Records:
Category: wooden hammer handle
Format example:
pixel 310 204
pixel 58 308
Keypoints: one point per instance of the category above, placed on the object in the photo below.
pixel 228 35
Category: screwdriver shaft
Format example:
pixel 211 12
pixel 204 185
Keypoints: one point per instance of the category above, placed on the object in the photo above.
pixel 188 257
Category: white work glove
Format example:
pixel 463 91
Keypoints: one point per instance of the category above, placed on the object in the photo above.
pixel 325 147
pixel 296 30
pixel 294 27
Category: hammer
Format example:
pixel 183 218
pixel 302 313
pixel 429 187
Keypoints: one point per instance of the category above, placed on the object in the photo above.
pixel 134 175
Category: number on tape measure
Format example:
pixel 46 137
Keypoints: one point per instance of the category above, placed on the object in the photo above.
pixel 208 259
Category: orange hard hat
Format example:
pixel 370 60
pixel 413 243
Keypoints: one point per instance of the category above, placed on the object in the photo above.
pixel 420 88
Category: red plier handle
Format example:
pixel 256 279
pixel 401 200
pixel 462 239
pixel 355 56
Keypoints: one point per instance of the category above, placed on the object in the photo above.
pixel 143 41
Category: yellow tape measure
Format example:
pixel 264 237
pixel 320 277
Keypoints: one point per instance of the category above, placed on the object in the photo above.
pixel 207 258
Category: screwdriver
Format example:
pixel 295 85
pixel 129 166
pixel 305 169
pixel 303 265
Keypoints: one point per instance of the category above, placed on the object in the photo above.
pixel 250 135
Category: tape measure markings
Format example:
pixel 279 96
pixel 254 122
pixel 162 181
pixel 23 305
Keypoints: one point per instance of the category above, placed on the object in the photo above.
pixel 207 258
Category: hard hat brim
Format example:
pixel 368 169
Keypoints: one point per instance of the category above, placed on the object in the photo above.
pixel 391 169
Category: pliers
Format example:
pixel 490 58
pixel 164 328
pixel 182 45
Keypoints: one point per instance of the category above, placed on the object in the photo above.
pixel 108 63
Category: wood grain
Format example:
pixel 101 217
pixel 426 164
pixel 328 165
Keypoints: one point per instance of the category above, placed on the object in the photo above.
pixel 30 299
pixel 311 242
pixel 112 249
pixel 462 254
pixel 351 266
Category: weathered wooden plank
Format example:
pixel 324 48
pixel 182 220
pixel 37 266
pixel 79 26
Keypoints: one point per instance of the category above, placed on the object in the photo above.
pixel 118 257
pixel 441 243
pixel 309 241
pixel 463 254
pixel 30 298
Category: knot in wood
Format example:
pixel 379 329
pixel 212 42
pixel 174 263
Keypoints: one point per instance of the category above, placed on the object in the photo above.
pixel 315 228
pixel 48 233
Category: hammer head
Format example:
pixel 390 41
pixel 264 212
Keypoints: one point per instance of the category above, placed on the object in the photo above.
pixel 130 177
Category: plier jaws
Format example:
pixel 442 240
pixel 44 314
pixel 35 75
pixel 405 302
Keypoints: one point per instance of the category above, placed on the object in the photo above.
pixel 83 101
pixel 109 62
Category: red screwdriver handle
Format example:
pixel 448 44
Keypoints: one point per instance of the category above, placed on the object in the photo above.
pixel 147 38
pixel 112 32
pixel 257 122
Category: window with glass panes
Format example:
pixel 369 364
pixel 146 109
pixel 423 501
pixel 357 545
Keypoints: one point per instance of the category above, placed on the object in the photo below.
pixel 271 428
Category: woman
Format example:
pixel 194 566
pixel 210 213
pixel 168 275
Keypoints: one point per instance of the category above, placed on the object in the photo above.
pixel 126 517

**GOAL OF THE EXERCISE:** Update the records by replacing "one point per instance" with "a single point for each instance" everywhere it appears. Leave the rest unchanged.

**TASK OUTPUT:**
Category: wooden hammer handle
Format example:
pixel 310 204
pixel 58 308
Keypoints: a single point for each instance of the category above, placed on the object in the photo below.
pixel 228 35
Category: screwdriver shaft
Format example:
pixel 211 12
pixel 204 185
Keypoints: a single point for each instance of the category above, placed on the object in the photo above.
pixel 188 257
Category: white work glove
Format example:
pixel 463 91
Keypoints: a single point for each instance of the category above, placed on the object in the photo above.
pixel 325 147
pixel 296 30
pixel 294 27
Category: hammer
Format example:
pixel 183 218
pixel 302 313
pixel 429 187
Keypoints: a single point for each instance of the category above, placed on the object in the photo above.
pixel 134 175
Category: number on tape measure
Format example:
pixel 46 137
Keypoints: a single point for each instance of the category above, placed on the object in the photo above.
pixel 208 259
Category: orange hard hat
Format example:
pixel 370 60
pixel 413 243
Keypoints: a single point for each instance of the category above, placed on the object in the photo above.
pixel 420 88
Category: red plier handle
Format example:
pixel 256 279
pixel 401 200
pixel 462 239
pixel 355 56
Keypoints: a single point for each instance of the category above, placed on the object in the photo above.
pixel 143 41
Category: yellow tape measure
Format example:
pixel 264 237
pixel 320 277
Keypoints: a single point for each instance of the category above, placed on the object in the photo above.
pixel 207 258
Category: screwdriver
Format example:
pixel 295 85
pixel 129 166
pixel 305 169
pixel 303 265
Keypoints: a single point for each instance of the category above, placed on the object in the photo above.
pixel 250 135
Category: tape measure markings
Format example:
pixel 279 96
pixel 254 122
pixel 162 181
pixel 23 305
Keypoints: a single point for each instance of the category above, placed on the object in the photo above.
pixel 207 258
Category: hard hat brim
Format example:
pixel 368 169
Keypoints: a single point for each instance of the category above, placed on the object in the photo above.
pixel 391 169
Category: pliers
Format example:
pixel 490 58
pixel 164 328
pixel 182 45
Keypoints: a single point for each instance of the category above, placed on the object in the photo above.
pixel 108 63
Category: wood grain
Format example:
pixel 101 217
pixel 426 164
pixel 328 165
Keypoints: a single point for each instance of the category above, placed on the object in the photo above.
pixel 30 299
pixel 311 242
pixel 112 249
pixel 462 254
pixel 351 266
Category: weathered wooden plank
Format example:
pixel 324 48
pixel 182 220
pixel 37 266
pixel 79 26
Keypoints: a single point for each instance of the category above, placed on the object in the photo above.
pixel 118 257
pixel 441 243
pixel 309 241
pixel 463 254
pixel 30 298
Category: knot in wood
Format example:
pixel 379 329
pixel 212 42
pixel 174 263
Keypoints: a single point for each instance of the category above, placed on the object in the photo above.
pixel 315 228
pixel 48 233
Category: hammer head
Format example:
pixel 390 41
pixel 264 212
Keypoints: a single point for each instance of the category above, placed on the object in the photo above.
pixel 130 177
Category: plier jaws
Format example:
pixel 442 240
pixel 44 314
pixel 35 75
pixel 405 302
Keypoints: a single point for each instance of the category above, placed on the object in the photo above.
pixel 83 101
pixel 109 62
Category: red screwdriver handle
Format example:
pixel 448 44
Keypoints: a single point for each instance of the category above, placed on the object in the photo above.
pixel 147 38
pixel 112 32
pixel 257 122
Category: window with glass panes
Format example:
pixel 369 364
pixel 146 109
pixel 423 501
pixel 357 545
Keypoints: a single point for each instance of the category above, placed on the object in the photo below.
pixel 271 428
Category: woman
Format example:
pixel 194 566
pixel 210 213
pixel 168 275
Keypoints: a single point for each instance of the category above, placed on the object in the photo above.
pixel 126 517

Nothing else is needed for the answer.